■ Brief
In the entries below, tally the lines that contain the string "along", then state that number alone.

■ Input
☆ ☆ ☆ ☆ ☆ ☆ ☆

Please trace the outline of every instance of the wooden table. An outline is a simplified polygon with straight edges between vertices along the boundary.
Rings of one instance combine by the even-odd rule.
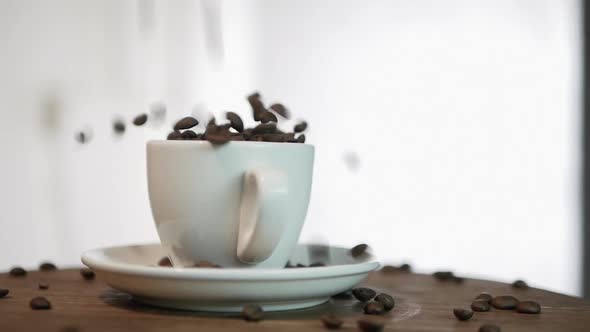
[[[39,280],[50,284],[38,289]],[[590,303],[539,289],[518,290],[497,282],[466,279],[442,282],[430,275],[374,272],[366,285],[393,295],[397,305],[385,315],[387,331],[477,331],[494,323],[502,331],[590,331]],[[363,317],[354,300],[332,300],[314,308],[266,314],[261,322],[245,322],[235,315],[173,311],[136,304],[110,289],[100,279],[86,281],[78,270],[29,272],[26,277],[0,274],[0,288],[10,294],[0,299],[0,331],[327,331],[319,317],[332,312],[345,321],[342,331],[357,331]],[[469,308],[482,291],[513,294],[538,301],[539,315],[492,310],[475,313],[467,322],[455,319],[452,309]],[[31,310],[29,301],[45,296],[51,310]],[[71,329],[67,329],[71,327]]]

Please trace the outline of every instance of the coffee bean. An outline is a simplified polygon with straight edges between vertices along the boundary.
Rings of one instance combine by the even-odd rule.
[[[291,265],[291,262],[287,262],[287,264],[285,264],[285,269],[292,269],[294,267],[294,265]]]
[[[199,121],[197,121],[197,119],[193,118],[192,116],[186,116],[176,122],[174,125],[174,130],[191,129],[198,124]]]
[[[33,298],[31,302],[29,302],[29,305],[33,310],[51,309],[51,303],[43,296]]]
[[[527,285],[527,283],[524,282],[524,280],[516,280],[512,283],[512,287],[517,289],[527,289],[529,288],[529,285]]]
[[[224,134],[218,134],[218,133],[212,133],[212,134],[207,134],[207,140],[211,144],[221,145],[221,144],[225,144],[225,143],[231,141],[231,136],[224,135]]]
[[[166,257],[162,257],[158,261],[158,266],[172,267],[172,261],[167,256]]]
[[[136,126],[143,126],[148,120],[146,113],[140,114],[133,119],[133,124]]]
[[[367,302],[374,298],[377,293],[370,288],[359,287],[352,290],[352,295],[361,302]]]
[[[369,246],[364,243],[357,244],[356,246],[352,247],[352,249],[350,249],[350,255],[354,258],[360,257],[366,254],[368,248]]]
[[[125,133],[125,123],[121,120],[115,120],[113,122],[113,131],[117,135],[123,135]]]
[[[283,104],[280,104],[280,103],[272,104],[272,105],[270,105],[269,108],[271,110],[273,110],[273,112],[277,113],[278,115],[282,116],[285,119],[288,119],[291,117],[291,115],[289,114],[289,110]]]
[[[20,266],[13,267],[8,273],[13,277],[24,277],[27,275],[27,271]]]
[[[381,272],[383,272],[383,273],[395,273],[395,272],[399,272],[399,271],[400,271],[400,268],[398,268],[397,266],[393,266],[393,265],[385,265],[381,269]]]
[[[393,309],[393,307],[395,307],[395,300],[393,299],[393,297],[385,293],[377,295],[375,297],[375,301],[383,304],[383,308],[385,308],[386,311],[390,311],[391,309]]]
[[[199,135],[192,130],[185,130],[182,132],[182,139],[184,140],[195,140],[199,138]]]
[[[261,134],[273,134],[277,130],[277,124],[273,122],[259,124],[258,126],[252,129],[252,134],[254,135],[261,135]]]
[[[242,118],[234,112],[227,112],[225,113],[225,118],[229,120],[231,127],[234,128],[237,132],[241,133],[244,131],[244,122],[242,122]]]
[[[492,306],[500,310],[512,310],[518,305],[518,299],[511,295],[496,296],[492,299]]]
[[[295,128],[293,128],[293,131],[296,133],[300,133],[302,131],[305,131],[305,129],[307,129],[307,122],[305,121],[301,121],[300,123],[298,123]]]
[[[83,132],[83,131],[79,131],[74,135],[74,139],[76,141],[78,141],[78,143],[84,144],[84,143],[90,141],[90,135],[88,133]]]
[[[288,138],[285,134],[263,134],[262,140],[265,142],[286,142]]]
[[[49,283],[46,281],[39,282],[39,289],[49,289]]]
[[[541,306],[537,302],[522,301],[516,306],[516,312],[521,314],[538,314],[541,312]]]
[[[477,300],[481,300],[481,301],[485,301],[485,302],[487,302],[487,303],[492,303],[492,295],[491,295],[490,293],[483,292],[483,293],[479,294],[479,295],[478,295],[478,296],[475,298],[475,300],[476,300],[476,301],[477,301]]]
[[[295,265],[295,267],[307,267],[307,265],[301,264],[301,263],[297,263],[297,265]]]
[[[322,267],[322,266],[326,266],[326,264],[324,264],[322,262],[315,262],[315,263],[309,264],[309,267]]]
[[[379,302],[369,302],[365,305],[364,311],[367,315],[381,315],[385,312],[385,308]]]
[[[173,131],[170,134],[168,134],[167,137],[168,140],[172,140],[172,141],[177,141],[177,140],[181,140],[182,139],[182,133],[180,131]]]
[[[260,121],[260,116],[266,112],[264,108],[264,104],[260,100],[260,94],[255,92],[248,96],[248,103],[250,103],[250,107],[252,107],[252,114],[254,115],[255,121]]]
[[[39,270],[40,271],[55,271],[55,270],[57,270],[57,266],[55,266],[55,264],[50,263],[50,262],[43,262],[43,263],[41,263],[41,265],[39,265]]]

☆ ☆ ☆ ☆ ☆ ☆ ☆

■ Answer for the task
2